• YOUR GOAL:
Rewrite the records from the line containing "Where can you see the pale" through the line containing "<point>193,464</point>", replacing "pale pink reef surface" with "pale pink coral surface" and keeping everything else the same.
═══ INPUT FOR THIS TASK ═══
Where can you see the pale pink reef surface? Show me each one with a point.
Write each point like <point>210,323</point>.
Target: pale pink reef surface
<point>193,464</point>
═══
═══ INPUT FOR THIS TASK ═══
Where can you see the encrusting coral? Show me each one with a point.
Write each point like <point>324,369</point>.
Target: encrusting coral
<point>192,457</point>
═══
• TASK SOLUTION:
Where can you see the pale pink coral surface? Show me each one with a point.
Write each point like <point>210,323</point>.
Target: pale pink coral surface
<point>193,464</point>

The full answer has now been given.